**Given problem**. Repeat the listing in full. Nothing may be added or left out.
::: Stored records :::
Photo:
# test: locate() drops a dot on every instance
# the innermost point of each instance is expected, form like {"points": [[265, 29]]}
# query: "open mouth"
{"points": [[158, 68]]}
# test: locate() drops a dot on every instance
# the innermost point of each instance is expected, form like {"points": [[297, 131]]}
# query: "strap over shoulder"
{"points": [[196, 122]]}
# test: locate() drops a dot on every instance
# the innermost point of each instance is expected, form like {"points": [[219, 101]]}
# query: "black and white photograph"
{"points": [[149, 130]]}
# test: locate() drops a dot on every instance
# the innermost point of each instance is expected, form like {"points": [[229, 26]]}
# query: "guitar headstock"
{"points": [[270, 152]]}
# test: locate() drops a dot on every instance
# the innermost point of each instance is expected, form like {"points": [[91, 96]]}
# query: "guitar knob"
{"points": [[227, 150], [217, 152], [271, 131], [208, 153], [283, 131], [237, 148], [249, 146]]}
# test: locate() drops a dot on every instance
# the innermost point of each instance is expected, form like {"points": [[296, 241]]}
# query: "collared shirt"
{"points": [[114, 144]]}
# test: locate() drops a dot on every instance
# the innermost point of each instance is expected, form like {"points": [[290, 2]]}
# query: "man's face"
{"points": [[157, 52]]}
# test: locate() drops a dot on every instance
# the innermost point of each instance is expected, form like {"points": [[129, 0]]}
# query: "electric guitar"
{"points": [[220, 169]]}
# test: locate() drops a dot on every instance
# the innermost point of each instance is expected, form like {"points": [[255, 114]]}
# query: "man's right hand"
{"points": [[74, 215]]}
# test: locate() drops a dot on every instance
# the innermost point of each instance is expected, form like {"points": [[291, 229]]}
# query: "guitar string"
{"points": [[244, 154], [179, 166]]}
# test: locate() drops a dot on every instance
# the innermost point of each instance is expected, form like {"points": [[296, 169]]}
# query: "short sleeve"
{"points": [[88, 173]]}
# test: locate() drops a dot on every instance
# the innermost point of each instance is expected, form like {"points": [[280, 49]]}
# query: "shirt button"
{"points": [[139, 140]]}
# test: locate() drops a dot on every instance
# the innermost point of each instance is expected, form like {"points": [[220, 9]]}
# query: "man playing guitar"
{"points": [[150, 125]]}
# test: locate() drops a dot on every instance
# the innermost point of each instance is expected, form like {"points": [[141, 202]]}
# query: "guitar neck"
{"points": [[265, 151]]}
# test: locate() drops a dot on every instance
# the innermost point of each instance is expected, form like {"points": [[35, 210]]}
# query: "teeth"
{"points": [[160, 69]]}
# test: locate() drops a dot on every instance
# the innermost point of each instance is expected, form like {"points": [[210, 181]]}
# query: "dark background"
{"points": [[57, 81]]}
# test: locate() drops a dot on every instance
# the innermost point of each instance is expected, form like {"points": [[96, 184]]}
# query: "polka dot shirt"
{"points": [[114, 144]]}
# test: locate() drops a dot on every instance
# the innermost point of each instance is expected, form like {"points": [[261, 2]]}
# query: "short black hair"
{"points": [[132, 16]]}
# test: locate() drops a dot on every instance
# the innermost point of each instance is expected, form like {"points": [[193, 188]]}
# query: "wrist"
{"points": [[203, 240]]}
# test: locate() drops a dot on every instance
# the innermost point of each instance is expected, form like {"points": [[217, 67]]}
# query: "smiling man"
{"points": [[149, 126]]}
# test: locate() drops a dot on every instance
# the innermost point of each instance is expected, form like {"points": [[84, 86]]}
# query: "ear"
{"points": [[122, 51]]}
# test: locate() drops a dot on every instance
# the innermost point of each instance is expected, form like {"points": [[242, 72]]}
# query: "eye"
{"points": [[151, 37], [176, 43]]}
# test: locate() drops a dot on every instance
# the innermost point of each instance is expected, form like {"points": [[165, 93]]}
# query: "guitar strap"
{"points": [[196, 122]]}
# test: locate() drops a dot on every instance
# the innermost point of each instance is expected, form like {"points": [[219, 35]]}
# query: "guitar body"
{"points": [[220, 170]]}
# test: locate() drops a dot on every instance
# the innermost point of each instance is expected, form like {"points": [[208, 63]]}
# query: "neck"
:::
**Written reply**.
Photo:
# test: locate() drops a dot on every instance
# the innermost point of each instance is expected, form like {"points": [[265, 29]]}
# query: "open mouth"
{"points": [[158, 68]]}
# test: locate() drops a dot on every instance
# the innermost point of each instance is expected, form like {"points": [[297, 131]]}
# query: "strap over shoulder"
{"points": [[196, 122]]}
# test: locate() drops a dot on every instance
# the innermost point of each instance is expected, form like {"points": [[219, 101]]}
# query: "black and white photograph"
{"points": [[149, 130]]}
# test: locate() drops a dot on every instance
# the innermost point of each instance is expected, form like {"points": [[229, 26]]}
# query: "guitar headstock"
{"points": [[270, 152]]}
# test: locate() drops a dot on every instance
# the innermost point of each instance is expected, form like {"points": [[91, 96]]}
# query: "guitar knob"
{"points": [[227, 150], [217, 152], [271, 131], [208, 153], [283, 131], [237, 148], [249, 146]]}
# test: locate() drops a dot on every instance
# the innermost point of each instance is expected, form like {"points": [[296, 241]]}
# query: "collared shirt"
{"points": [[114, 144]]}
# test: locate() drops a dot on every instance
# the innermost point of each instance is expected, form like {"points": [[290, 2]]}
# query: "man's face"
{"points": [[157, 52]]}
# test: locate() drops a dot on every instance
# the innermost point of each instance is expected, form like {"points": [[129, 0]]}
# query: "electric guitar"
{"points": [[220, 169]]}
# test: locate() drops a dot on every instance
# the innermost point of each instance is expected, form like {"points": [[255, 114]]}
# query: "man's right hand"
{"points": [[74, 215]]}
# test: locate() drops a dot on every instance
# the innermost point of each instance is expected, form like {"points": [[291, 229]]}
# query: "guitar string"
{"points": [[244, 154], [179, 166]]}
# test: locate() drops a dot on every instance
# the innermost point of each instance is expected, form like {"points": [[296, 169]]}
# query: "short sleeve"
{"points": [[88, 173]]}
# test: locate() drops a dot on every instance
# the innermost point of each instance is expected, form like {"points": [[280, 49]]}
# query: "shirt button"
{"points": [[139, 140]]}
# test: locate() drops a dot on every instance
# the innermost point of each instance is expected, form like {"points": [[220, 9]]}
# query: "man playing guitar"
{"points": [[150, 125]]}
# test: locate() drops a dot on every instance
# the innermost point of each instance is expected, form like {"points": [[141, 202]]}
# query: "guitar neck"
{"points": [[265, 151]]}
# test: locate() drops a dot on every instance
# the innermost point of each instance is expected, form like {"points": [[35, 210]]}
# query: "teeth"
{"points": [[160, 69]]}
# test: locate() drops a dot on every instance
# the innermost point of each instance is expected, form like {"points": [[210, 181]]}
# query: "dark background"
{"points": [[57, 81]]}
# test: locate() drops a dot on every instance
# the innermost point of each instance is expected, form like {"points": [[96, 184]]}
# query: "polka dot shirt"
{"points": [[114, 144]]}
# test: locate() drops a dot on every instance
# the innermost point of each instance is expected, form like {"points": [[261, 2]]}
# query: "short black hair"
{"points": [[132, 16]]}
# test: locate() drops a dot on every instance
# the innermost point of each instance is expected, form like {"points": [[193, 188]]}
# query: "wrist"
{"points": [[203, 240]]}
# test: locate() drops a dot on every instance
# the innermost point of each instance is expected, form like {"points": [[217, 67]]}
# query: "smiling man"
{"points": [[149, 126]]}
# test: locate() drops a dot on every instance
# the innermost point of each instance is expected, form like {"points": [[84, 86]]}
# query: "ear"
{"points": [[122, 51]]}
# test: locate() drops a dot on every instance
# the innermost point of each instance is expected, form like {"points": [[242, 72]]}
# query: "eye"
{"points": [[151, 37], [176, 43]]}
# test: locate() drops a dot on every instance
# the innermost point of each instance is expected, form like {"points": [[165, 93]]}
# query: "guitar strap"
{"points": [[196, 122]]}
# test: locate() drops a dot on every instance
# the innermost point of each instance is expected, form like {"points": [[219, 35]]}
# query: "guitar body"
{"points": [[220, 170]]}
# test: locate() drops a dot on every instance
# the innermost point of each instance is expected, form like {"points": [[208, 63]]}
# query: "neck"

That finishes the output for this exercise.